-- Start of Recorded information --

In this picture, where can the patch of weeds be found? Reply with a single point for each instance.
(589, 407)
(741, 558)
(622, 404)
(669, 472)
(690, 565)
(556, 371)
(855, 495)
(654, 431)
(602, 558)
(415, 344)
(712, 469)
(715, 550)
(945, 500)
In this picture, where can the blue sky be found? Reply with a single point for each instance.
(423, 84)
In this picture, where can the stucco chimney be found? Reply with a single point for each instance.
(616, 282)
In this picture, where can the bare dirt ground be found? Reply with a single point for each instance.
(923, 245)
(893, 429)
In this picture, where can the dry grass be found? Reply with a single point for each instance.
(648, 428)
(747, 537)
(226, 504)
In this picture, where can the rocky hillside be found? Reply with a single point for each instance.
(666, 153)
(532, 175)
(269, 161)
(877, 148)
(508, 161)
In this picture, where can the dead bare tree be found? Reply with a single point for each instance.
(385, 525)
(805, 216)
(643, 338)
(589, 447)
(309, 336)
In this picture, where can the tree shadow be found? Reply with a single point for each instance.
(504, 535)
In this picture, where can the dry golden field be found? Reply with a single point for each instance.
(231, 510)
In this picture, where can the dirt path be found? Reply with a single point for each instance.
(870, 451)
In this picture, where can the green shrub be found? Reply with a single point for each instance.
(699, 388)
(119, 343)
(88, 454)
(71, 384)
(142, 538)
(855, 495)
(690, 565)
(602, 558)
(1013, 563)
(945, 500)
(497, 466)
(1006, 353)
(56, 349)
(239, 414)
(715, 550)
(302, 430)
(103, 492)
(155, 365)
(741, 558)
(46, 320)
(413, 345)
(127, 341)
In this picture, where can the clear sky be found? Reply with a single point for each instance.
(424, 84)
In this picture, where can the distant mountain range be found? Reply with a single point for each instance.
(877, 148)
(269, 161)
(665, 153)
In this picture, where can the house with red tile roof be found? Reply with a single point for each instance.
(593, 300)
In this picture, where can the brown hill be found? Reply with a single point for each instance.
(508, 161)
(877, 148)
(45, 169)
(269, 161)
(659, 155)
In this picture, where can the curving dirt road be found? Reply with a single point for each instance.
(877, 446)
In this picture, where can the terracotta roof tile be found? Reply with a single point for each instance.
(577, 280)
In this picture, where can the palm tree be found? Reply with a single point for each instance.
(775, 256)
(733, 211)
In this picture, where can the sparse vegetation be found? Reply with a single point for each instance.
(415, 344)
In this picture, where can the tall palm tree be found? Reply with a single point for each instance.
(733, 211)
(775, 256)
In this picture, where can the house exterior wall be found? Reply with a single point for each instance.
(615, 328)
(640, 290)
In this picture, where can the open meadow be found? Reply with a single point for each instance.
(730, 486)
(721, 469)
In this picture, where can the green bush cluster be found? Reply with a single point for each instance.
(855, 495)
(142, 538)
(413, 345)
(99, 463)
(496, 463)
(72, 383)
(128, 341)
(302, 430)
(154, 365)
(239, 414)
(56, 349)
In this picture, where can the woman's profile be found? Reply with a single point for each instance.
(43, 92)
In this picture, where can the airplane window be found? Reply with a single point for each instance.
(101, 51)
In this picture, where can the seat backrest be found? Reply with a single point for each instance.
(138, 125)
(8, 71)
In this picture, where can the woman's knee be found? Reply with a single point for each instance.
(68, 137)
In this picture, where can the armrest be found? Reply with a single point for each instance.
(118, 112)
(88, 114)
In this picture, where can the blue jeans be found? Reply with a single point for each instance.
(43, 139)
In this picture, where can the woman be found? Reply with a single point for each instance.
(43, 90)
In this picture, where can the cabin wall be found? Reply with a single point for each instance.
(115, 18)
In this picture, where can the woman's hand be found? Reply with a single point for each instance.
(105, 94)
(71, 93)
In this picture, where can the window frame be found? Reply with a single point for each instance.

-- End of Recorded information --

=== Task to carry out ===
Convert the rows above into a numbered list, omitting any blank lines.

=== Solved problem ===
1. In this picture, where can the patch of weeds be found? Reply with a single point for each instance.
2. (589, 407)
3. (741, 558)
4. (622, 404)
5. (669, 472)
6. (690, 565)
7. (556, 371)
8. (855, 495)
9. (654, 431)
10. (602, 558)
11. (415, 344)
12. (712, 469)
13. (715, 550)
14. (945, 500)
15. In this picture, where can the blue sky be found? Reply with a single point for each instance.
16. (423, 84)
17. In this picture, where can the stucco chimney be found? Reply with a single point for each instance.
18. (616, 282)
19. In this picture, where can the bare dirt ground be found? Reply with a single point for each instance.
20. (923, 245)
21. (893, 429)
22. In this picture, where can the dry grass be found? Reply with a single point for each instance.
23. (648, 428)
24. (747, 537)
25. (226, 504)
26. In this picture, where can the rocky hillside be found? Reply with a single point for each instance.
27. (666, 153)
28. (532, 175)
29. (269, 161)
30. (877, 148)
31. (508, 161)
32. In this picture, where can the dead bare tree be found? Reply with a single point for each instance.
33. (385, 525)
34. (805, 216)
35. (643, 338)
36. (589, 447)
37. (309, 336)
38. In this picture, where can the tree shadow be found? Reply with a single point for each instance.
39. (504, 535)
40. In this picture, where can the dry golden field be found? Reply with a single point for each instance.
41. (231, 510)
42. In this picture, where can the dirt path be found? Reply with a single point for each instance.
43. (870, 451)
44. In this picture, where can the green shrub be found? Reply with a single point for each instance.
45. (699, 388)
46. (119, 343)
47. (88, 454)
48. (71, 384)
49. (142, 538)
50. (855, 495)
51. (690, 565)
52. (602, 558)
53. (1013, 563)
54. (945, 500)
55. (497, 466)
56. (1006, 353)
57. (56, 349)
58. (239, 414)
59. (715, 550)
60. (302, 430)
61. (103, 492)
62. (155, 365)
63. (741, 558)
64. (46, 320)
65. (413, 345)
66. (127, 341)
67. In this picture, where can the clear sky be found? Reply with a single point for each instance.
68. (424, 84)
69. In this picture, where can the distant mountain range be found? Reply with a single point for each instance.
70. (877, 148)
71. (269, 161)
72. (665, 153)
73. In this picture, where can the house with red tile roof be found? Reply with a single point for each instance.
74. (593, 300)
75. In this picture, where can the brown hill be found? Reply with a single point for each instance.
76. (508, 161)
77. (877, 148)
78. (45, 169)
79. (269, 161)
80. (659, 155)
81. In this picture, where can the curving dirt road be found? Reply with a single point for each instance.
82. (877, 446)
83. In this picture, where can the terracotta roof tile be found? Reply with a single point for each instance.
84. (577, 280)
85. In this picture, where can the palm tree be found? Reply with a single point for each instance.
86. (775, 256)
87. (733, 211)
88. In this picture, where can the sparse vegetation be found? Reply with a single point for each instance.
89. (415, 344)
90. In this picture, where can the tall palm tree be found? Reply with a single point for each instance.
91. (733, 211)
92. (775, 256)
93. In this picture, where can the house exterior wall be found? Reply with a single point for each instance.
94. (615, 328)
95. (640, 290)
96. In this picture, where can the open meadow be found? Reply with a single point for each instance.
97. (730, 486)
98. (721, 469)
99. In this picture, where can the green bush cluster be found? Reply with a single point for each instance.
100. (855, 495)
101. (142, 538)
102. (413, 345)
103. (99, 463)
104. (496, 463)
105. (72, 383)
106. (128, 341)
107. (302, 430)
108. (154, 365)
109. (239, 414)
110. (56, 349)
111. In this picture, where can the woman's profile be found? Reply with a single point for each instance.
112. (43, 92)
113. In this picture, where can the airplane window be found? Reply with a single point for each instance.
114. (101, 51)
115. In this picture, where can the seat backrest be found? Reply with a single point for each instance.
116. (138, 125)
117. (8, 71)
118. In this picture, where can the woman's knee be found? Reply with a single point for each instance.
119. (68, 137)
120. In this picture, where can the armrest be found? Reply with a single point for each instance.
121. (118, 112)
122. (88, 114)
123. In this picture, where can the blue jeans be found? Reply with a single point for each instance.
124. (43, 139)
125. In this picture, where can the woman be found? Reply with a single point for each instance.
126. (43, 90)
127. In this picture, where can the cabin wall be found? Reply with a single point for each instance.
128. (115, 18)
129. In this picture, where can the woman's hand be found? Reply with a single point for each instance.
130. (105, 94)
131. (71, 93)
132. In this picture, where can the window frame be found? Reply with a single point for each instance.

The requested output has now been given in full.